In the lines below, swap every "bounding box" for "rectangle" and leave everything else unchanged.

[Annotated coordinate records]
──────────────────────────────
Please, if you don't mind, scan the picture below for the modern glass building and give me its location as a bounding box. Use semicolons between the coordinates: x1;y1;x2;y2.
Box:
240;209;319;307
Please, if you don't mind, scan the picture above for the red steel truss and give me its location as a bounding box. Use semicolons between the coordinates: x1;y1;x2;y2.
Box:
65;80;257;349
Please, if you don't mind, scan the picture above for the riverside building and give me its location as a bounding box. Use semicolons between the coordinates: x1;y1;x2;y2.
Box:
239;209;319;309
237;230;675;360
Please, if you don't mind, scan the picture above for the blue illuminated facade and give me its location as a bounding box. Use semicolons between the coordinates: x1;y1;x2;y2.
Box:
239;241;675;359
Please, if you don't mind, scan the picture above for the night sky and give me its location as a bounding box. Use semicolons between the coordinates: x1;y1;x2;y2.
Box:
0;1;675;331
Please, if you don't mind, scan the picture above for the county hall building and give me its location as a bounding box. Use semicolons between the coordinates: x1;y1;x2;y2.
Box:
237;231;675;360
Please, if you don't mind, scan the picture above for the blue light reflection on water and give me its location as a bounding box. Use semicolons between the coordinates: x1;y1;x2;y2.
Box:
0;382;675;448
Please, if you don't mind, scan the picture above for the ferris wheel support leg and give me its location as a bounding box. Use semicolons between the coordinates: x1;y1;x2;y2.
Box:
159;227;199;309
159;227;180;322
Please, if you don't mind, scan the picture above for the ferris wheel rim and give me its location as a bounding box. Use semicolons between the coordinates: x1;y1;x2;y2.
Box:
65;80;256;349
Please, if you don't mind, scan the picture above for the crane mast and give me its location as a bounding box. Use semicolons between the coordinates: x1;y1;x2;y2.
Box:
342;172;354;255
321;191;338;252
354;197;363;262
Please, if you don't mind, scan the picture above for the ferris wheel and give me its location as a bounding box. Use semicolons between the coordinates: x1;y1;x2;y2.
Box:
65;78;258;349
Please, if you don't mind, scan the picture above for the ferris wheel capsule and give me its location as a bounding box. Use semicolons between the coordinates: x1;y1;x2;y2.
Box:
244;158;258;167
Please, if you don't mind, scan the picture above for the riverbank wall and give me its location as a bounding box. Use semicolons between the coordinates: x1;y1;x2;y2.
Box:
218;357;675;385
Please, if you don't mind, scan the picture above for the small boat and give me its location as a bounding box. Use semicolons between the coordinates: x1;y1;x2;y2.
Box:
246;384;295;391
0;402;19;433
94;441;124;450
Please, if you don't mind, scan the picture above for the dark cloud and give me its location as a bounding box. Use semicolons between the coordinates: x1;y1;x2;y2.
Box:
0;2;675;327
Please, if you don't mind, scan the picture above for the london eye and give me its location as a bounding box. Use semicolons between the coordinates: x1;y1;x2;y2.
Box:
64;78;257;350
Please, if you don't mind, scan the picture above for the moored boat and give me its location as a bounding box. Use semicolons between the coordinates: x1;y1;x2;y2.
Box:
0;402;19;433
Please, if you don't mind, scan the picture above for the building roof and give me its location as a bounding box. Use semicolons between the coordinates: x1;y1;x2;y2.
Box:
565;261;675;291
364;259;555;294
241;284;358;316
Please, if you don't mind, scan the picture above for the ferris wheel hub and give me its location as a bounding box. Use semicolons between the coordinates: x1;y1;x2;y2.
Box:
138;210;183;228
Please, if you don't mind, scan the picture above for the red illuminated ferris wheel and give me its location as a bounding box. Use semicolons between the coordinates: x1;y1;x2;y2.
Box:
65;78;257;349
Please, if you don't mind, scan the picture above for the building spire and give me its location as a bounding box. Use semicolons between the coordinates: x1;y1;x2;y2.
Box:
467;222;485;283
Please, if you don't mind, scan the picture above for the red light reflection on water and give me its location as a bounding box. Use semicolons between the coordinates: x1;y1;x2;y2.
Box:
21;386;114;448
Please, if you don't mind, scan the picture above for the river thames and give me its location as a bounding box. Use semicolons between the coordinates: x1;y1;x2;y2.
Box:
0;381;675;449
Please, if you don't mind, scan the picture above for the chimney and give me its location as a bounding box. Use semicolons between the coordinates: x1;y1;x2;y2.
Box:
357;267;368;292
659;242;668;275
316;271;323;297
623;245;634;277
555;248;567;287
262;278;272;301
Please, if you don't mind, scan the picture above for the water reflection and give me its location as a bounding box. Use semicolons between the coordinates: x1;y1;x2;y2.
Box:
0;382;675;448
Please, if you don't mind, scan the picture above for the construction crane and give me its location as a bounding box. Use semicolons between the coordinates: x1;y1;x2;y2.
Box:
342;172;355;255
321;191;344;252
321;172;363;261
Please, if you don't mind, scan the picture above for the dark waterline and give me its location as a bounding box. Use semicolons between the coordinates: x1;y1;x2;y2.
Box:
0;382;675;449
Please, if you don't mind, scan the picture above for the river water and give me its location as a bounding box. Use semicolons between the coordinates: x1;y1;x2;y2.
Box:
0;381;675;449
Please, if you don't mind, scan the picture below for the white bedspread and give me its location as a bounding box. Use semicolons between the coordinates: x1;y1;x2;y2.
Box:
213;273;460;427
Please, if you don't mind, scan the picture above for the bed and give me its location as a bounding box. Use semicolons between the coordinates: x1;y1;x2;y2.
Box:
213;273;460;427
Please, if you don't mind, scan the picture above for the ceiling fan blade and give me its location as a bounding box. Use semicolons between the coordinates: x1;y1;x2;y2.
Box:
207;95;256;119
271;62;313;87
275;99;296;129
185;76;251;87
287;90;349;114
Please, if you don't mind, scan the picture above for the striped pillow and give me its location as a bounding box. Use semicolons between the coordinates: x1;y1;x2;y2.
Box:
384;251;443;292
──────────────────────────────
THE REPLY ::
Please, if you don't mind, scan the picture below for the modern glass building and give me its location as a rectangle. Use semicolons between the coordinates: x1;y1;x2;y2.
Box:
240;209;319;307
Please, if you don't mind, scan the picture above for the red steel truss and give me its location as a rectangle. Use semicolons between the coordinates: x1;y1;x2;y2.
Box:
65;80;257;349
Please, if you don't mind, scan the picture above for the riverside building and give me its location as a rectangle. Use semicolons between the coordinates: x1;y1;x2;y2.
Box:
239;209;319;309
237;230;675;360
Please, if you don't mind, scan the picture above for the blue illuminated facade and give me its location as a rectangle. Use semicolons between the coordinates: x1;y1;x2;y2.
Box:
239;241;675;359
Please, if you don't mind, scan the picture above for the night sky and give me its location as a rectangle. Use semicolons between the coordinates: x1;y1;x2;y2.
Box:
0;1;675;331
Please, if you don't mind, scan the picture above for the county hall building and give me its location as a rectangle. Use semicolons between the coordinates: x1;y1;x2;y2.
Box:
237;231;675;360
Please, if you don't mind, scan the picture above for the blue light reflection on water and give me its location as a rectangle. Use semicolons between the coordinates: x1;y1;x2;y2.
Box:
0;382;675;448
Please, if you don't mind, scan the picture above for the ferris wheel support leg and give me its location as a rectangle. Use semicolons between the coordinates: x1;y1;x2;y2.
Box:
159;227;199;309
159;227;180;322
Please, if you don't mind, scan the picture above for the ferris wheel rim and give me its location as a rectangle. Use semicolons between the coordinates: x1;y1;x2;y2.
Box:
65;80;256;349
Please, if you don't mind, scan the picture above for the crane mast and give me its location as a rectangle. Use semicolons between the coordinates: x1;y1;x2;y2.
Box:
342;172;354;255
321;191;338;252
354;197;363;262
Please, if you don't mind, scan the picture above for the ferris wheel and give me its location as a rectangle. Use semicolons between the coordinates: x1;y1;x2;y2.
Box:
65;78;258;349
Please, if you don't mind, scan the picture above for the ferris wheel capsule and give me its location as a rectangle. Use semicolons between the coordinates: x1;y1;x2;y2.
Box:
244;158;258;167
Please, if you don't mind, scan the picture above for the riverbank wall and give me its location as a rectangle. Use semicolons between the coordinates: x1;y1;x2;y2.
Box:
218;357;675;385
Please, if you don't mind, scan the picture above for the small boat and give me its location as a rectangle. Use semicolons between the coordinates: x1;y1;x2;y2.
Box:
246;384;295;391
0;402;19;433
94;441;124;450
Please, if you don't mind, scan the picture above for the dark cloud and give me its location as a rectangle. Use semicolons between the coordinates: x1;y1;x2;y2.
Box:
0;2;675;327
Please, if you don't mind, scan the picture above for the london eye and give me its location as a rectangle. Use semicolons between the coordinates: x1;y1;x2;y2.
Box:
64;78;257;350
Please, if you don't mind, scan the picture above for the moored boat and give me its location as a rectangle. Use semicolons between the coordinates: x1;y1;x2;y2.
Box:
0;402;19;433
Please, if you don't mind, scan the picture above for the building roof and give me its location as a rectangle. Use semicolons between the coordinates: x1;y1;x2;y2.
Box:
565;261;675;291
364;259;555;294
241;284;358;316
Please, if you don't mind, scan the picture above for the ferris wheel hub and give me its location as a rectangle. Use semicolons between the coordinates: x1;y1;x2;y2.
Box:
138;210;183;228
Please, if you don't mind, scan the picture above for the red illuminated ferris wheel and give me its location as a rectangle. Use semicolons between the coordinates: x1;y1;x2;y2.
Box:
65;78;257;349
Please, if you don't mind, scan the picture above for the building spire and give me its location as a rectangle. Use semicolons between the coordinates: x1;y1;x2;y2.
Box:
467;222;485;283
Please, if you don't mind, scan the picture above for the red light reflection on water and give me its location as a rectangle. Use semicolons between the coordinates: x1;y1;x2;y2.
Box:
21;386;114;448
Please, if you don't mind, scan the picture above for the river thames and give me its location as a rectangle. Use semicolons between the coordinates: x1;y1;x2;y2.
Box:
0;381;675;449
Please, if you don't mind, scan the picture above for the chimney and give me its location as a rectangle. Use semicolons between the coordinates: x1;y1;x2;y2.
Box:
357;267;368;292
659;242;668;275
316;271;323;297
623;245;634;277
555;248;567;287
262;278;272;301
Please, if you don't mind, scan the picture above for the water reflection and give me its location as a rectangle. Use semicolons between the coordinates: x1;y1;x2;y2.
Box:
0;382;675;448
Please, if you don't mind, scan the picture above for the construction crane and give me its location as a rectangle. Use semicolons between the coordinates: x1;y1;x2;y2.
Box:
342;172;355;255
321;191;344;252
321;172;363;261
Please, if you don't mind, scan the picture above for the dark waterline and give me its location as a rectangle. Use semicolons between the coordinates: x1;y1;x2;y2.
Box:
0;382;675;449
Please, if you don't mind, scan the picture above for the river water and give me its location as a rectangle. Use semicolons between the coordinates: x1;y1;x2;y2.
Box:
0;381;675;449
Please, if you don't mind, scan the picture below for the white bedspread and give me its location as a rectangle. Use semicolons between the coordinates: x1;y1;x2;y2.
Box:
213;273;460;427
Please, if you don't mind, scan the picture above for the bed and give me its location as a rectangle. Use semicolons between the coordinates: x1;y1;x2;y2.
Box:
213;273;460;427
Please, if you don't mind, scan the picture above for the ceiling fan blade and give me its location as a rectangle. Use semicolons between the coordinates: x1;y1;x2;y2.
Box:
207;95;256;119
271;62;313;87
275;99;296;129
185;76;251;87
287;90;349;114
Please, if you don't mind, scan the picture above for the striped pillow and give me its location as a rectangle. Use semicolons between the coordinates: x1;y1;x2;y2.
Box:
384;251;443;292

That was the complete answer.